*Do this*:
Extract each line in the records below that contains the word "cricket".

*Records*:
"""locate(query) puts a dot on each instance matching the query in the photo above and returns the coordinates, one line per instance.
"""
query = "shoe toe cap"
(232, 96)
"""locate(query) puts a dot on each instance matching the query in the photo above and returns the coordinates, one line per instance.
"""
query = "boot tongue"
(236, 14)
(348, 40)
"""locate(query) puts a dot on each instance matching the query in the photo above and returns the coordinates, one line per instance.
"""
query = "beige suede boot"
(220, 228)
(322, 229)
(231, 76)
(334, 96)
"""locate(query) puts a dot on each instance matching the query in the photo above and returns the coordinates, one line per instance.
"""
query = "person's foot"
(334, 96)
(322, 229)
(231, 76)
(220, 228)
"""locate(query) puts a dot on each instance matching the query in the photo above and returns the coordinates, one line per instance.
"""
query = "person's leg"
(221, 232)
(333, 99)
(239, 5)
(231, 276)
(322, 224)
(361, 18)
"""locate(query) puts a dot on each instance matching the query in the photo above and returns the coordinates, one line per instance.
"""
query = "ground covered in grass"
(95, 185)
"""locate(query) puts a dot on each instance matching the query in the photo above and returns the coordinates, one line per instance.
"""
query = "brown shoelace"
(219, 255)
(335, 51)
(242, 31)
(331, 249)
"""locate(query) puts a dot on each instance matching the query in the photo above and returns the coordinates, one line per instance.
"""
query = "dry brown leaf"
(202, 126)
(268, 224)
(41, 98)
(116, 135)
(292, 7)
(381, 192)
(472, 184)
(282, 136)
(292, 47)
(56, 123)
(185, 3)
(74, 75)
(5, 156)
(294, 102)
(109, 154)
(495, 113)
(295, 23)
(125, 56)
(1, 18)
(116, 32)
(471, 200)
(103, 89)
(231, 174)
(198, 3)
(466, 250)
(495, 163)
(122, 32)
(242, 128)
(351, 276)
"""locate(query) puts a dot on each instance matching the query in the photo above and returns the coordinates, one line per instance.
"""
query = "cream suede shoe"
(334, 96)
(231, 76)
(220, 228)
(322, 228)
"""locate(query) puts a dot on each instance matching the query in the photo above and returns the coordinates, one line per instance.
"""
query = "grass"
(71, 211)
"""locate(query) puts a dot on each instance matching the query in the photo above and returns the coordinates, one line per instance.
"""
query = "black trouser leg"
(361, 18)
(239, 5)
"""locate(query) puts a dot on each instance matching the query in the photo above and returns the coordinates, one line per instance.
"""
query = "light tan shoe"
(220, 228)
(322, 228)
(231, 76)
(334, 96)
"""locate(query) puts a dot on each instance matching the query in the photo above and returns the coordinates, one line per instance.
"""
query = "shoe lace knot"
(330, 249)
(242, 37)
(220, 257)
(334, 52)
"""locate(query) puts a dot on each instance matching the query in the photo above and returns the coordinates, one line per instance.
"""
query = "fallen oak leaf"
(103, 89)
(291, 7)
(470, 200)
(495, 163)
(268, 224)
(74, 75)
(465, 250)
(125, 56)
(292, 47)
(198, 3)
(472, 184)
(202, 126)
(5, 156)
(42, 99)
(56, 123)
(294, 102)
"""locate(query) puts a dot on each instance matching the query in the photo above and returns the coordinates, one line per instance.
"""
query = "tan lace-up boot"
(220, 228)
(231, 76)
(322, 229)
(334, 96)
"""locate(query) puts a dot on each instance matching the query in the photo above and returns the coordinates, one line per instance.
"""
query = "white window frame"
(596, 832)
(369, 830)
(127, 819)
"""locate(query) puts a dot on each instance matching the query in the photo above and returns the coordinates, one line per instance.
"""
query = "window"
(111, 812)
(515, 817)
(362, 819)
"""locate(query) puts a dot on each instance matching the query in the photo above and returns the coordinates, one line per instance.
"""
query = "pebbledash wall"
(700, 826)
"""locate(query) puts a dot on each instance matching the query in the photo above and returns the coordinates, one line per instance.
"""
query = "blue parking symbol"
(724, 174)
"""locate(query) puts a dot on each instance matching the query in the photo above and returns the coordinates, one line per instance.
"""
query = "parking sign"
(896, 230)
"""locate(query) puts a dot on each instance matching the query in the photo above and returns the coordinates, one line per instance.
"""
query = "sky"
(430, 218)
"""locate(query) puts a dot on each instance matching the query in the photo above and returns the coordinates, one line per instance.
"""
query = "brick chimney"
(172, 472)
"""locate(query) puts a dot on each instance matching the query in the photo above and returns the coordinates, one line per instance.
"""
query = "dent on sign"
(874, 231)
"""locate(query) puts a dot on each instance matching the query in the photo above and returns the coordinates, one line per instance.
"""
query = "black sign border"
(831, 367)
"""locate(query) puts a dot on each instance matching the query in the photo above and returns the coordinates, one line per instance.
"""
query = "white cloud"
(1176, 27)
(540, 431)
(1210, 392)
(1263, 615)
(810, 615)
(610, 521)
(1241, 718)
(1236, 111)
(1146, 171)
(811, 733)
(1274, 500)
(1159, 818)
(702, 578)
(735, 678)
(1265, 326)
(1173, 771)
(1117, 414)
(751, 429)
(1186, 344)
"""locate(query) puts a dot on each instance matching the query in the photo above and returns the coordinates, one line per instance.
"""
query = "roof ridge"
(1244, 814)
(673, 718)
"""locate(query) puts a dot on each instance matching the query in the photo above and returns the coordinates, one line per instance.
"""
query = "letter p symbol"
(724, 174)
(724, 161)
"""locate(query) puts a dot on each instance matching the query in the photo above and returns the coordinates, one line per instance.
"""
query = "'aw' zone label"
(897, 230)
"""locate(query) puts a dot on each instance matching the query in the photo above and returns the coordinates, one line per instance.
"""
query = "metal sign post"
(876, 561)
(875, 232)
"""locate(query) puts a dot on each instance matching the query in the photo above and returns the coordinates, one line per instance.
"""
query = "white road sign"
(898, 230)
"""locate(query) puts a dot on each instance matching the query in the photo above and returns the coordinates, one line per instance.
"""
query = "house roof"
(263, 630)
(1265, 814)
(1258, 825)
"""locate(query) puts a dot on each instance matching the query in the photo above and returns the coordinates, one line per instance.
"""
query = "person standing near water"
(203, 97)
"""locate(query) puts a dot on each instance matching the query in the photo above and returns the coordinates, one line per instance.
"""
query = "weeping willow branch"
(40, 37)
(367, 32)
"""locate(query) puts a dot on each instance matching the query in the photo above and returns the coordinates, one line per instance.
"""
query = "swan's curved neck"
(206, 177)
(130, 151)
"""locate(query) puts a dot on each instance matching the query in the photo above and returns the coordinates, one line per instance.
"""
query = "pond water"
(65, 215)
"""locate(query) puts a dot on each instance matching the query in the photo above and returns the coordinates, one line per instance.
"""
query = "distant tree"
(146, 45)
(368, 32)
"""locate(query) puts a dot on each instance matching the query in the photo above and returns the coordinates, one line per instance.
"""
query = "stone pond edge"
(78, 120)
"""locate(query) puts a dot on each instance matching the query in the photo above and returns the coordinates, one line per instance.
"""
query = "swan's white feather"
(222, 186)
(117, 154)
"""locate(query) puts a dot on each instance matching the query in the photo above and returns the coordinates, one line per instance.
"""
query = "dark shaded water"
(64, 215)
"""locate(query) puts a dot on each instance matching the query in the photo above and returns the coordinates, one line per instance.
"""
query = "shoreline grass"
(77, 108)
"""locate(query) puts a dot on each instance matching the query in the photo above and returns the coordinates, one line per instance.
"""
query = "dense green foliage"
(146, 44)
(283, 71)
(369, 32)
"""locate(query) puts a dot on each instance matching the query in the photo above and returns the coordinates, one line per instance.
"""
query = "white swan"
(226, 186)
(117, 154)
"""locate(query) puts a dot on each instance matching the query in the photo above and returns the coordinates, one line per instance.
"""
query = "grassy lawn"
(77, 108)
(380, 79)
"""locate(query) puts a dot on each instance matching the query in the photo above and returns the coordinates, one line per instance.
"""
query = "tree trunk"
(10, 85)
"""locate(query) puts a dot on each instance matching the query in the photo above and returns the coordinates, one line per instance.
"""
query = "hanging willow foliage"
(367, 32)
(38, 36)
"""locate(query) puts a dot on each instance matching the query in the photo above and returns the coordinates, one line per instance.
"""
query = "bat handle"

...

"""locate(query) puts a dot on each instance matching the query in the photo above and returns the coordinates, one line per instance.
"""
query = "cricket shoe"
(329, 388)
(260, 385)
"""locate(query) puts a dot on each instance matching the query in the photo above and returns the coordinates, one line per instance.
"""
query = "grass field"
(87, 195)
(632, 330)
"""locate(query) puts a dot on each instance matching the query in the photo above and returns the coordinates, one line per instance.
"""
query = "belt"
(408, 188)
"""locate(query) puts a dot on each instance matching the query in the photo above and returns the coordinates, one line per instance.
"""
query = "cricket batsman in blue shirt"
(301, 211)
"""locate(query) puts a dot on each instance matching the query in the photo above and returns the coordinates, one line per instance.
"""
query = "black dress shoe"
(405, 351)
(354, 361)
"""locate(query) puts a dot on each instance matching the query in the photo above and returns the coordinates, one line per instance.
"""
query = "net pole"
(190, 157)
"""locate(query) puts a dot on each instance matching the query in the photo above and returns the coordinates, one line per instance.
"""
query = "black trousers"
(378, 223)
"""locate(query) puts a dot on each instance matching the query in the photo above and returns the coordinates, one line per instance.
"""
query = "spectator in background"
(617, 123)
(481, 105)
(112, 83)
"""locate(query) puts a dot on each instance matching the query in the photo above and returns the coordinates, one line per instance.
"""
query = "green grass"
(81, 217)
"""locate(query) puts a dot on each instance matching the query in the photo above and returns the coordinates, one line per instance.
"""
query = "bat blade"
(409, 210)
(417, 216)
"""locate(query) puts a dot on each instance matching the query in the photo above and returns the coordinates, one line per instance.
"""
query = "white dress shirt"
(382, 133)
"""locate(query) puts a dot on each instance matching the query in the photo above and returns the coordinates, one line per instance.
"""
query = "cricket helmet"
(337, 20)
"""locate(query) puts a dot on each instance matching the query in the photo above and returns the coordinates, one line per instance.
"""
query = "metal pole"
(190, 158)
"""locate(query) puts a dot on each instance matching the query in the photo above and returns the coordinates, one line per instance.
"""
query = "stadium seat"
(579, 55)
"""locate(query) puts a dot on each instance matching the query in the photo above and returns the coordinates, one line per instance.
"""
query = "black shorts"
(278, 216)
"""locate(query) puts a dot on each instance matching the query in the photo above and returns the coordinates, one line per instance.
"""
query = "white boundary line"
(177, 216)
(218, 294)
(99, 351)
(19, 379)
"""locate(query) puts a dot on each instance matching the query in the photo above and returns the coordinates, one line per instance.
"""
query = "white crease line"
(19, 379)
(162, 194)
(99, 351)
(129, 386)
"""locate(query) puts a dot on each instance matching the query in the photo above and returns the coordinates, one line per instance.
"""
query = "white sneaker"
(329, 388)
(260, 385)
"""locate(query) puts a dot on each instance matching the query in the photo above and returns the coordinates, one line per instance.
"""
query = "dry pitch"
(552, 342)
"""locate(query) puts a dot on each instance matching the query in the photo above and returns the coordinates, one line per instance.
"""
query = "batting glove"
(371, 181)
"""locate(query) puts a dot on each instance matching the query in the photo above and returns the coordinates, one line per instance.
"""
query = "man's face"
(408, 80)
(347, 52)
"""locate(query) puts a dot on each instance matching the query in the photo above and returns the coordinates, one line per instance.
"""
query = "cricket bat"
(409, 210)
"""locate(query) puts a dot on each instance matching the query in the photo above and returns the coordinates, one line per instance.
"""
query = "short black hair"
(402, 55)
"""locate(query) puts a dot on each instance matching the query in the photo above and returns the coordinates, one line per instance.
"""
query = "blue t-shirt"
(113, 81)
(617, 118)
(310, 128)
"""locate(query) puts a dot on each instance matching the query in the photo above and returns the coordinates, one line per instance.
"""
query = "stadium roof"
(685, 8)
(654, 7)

*Output of the task*:
query = "cricket shoe"
query = "cricket batsman in blue shirt"
query = "cricket helmet"
query = "cricket bat"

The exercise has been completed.